Task description: Print all of the data exactly.

_ _ _ _

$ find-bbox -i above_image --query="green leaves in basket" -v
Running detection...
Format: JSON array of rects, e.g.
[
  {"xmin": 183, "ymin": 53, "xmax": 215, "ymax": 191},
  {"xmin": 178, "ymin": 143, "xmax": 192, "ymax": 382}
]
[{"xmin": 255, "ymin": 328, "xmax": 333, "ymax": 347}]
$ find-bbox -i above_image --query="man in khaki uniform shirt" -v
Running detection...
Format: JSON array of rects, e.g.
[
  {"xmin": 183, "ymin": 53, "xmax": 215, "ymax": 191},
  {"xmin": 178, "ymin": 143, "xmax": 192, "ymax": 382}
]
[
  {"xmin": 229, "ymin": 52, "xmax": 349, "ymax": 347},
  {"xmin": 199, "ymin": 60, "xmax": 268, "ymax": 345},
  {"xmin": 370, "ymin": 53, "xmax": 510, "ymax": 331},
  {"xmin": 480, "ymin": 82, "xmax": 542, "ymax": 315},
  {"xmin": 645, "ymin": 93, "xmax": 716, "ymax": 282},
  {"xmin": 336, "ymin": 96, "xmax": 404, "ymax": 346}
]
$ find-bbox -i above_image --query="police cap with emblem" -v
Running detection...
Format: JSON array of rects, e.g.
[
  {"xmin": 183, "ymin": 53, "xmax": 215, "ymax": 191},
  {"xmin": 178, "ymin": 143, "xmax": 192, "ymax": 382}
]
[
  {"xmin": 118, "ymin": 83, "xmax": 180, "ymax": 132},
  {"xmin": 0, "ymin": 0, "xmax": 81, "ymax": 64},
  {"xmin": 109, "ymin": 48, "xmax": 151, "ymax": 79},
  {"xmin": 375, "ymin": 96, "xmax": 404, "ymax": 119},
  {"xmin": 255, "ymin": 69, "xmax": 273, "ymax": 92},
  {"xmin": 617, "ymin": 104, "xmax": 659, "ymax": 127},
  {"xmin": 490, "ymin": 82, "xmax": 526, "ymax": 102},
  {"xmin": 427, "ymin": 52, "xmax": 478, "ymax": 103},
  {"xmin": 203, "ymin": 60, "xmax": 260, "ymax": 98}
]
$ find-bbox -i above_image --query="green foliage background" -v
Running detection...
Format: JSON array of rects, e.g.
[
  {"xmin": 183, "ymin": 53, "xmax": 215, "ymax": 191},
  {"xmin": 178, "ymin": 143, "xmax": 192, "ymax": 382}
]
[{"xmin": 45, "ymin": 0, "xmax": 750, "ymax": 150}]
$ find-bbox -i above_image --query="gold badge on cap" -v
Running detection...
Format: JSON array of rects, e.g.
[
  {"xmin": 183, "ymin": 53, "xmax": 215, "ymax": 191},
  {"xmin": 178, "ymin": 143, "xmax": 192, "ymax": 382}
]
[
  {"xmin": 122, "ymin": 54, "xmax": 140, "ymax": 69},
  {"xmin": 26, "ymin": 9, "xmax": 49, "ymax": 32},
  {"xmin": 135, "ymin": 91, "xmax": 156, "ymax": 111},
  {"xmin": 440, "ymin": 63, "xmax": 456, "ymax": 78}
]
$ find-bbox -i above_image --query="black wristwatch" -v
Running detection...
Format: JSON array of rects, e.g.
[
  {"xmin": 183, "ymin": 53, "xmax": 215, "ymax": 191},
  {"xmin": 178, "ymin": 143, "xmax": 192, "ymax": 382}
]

_ _ _ _

Correct output:
$ find-bbox -i above_image --query="green leaves in basket" -v
Running detection...
Format: JSON array of rects, e.g.
[
  {"xmin": 183, "ymin": 53, "xmax": 215, "ymax": 191},
  {"xmin": 178, "ymin": 143, "xmax": 192, "ymax": 382}
]
[{"xmin": 255, "ymin": 328, "xmax": 333, "ymax": 347}]
$ find-bbox -i above_image --query="man in khaki uniform shirt" -v
Running detection...
Format: JSON array of rects, e.g.
[
  {"xmin": 183, "ymin": 53, "xmax": 215, "ymax": 191},
  {"xmin": 178, "ymin": 143, "xmax": 192, "ymax": 382}
]
[
  {"xmin": 229, "ymin": 52, "xmax": 349, "ymax": 347},
  {"xmin": 199, "ymin": 60, "xmax": 268, "ymax": 345},
  {"xmin": 370, "ymin": 53, "xmax": 510, "ymax": 331},
  {"xmin": 480, "ymin": 82, "xmax": 542, "ymax": 315},
  {"xmin": 645, "ymin": 93, "xmax": 716, "ymax": 282},
  {"xmin": 336, "ymin": 96, "xmax": 404, "ymax": 346}
]
$ find-bbox -i above_image --query="police cap with emblem" -v
Running detection...
Format: JSON array of rects, e.g.
[
  {"xmin": 183, "ymin": 53, "xmax": 215, "ymax": 191},
  {"xmin": 178, "ymin": 143, "xmax": 192, "ymax": 382}
]
[
  {"xmin": 118, "ymin": 83, "xmax": 180, "ymax": 132},
  {"xmin": 0, "ymin": 0, "xmax": 81, "ymax": 64},
  {"xmin": 109, "ymin": 48, "xmax": 151, "ymax": 79},
  {"xmin": 375, "ymin": 96, "xmax": 404, "ymax": 119},
  {"xmin": 255, "ymin": 69, "xmax": 273, "ymax": 92},
  {"xmin": 617, "ymin": 104, "xmax": 659, "ymax": 127},
  {"xmin": 490, "ymin": 82, "xmax": 526, "ymax": 102},
  {"xmin": 427, "ymin": 52, "xmax": 478, "ymax": 103},
  {"xmin": 203, "ymin": 60, "xmax": 260, "ymax": 98}
]
$ find-bbox -i above_image --query="green foliage background" -v
Running detection...
Format: JSON array of rects, e.g.
[
  {"xmin": 183, "ymin": 53, "xmax": 215, "ymax": 191},
  {"xmin": 178, "ymin": 143, "xmax": 192, "ymax": 382}
]
[{"xmin": 45, "ymin": 0, "xmax": 750, "ymax": 150}]
$ find-bbox -i above_image --query="gold badge on cap" -v
Running detection...
Format: JSON array of rects, e.g.
[
  {"xmin": 183, "ymin": 53, "xmax": 215, "ymax": 191},
  {"xmin": 178, "ymin": 143, "xmax": 192, "ymax": 382}
]
[
  {"xmin": 122, "ymin": 54, "xmax": 140, "ymax": 69},
  {"xmin": 26, "ymin": 9, "xmax": 49, "ymax": 32},
  {"xmin": 135, "ymin": 91, "xmax": 156, "ymax": 111},
  {"xmin": 440, "ymin": 63, "xmax": 456, "ymax": 78}
]
$ find-bbox -i above_image --query="black wristwatch" -v
Running detection...
Format: JSON array of rects, e.g.
[
  {"xmin": 183, "ymin": 53, "xmax": 215, "ymax": 191},
  {"xmin": 178, "ymin": 143, "xmax": 192, "ymax": 382}
]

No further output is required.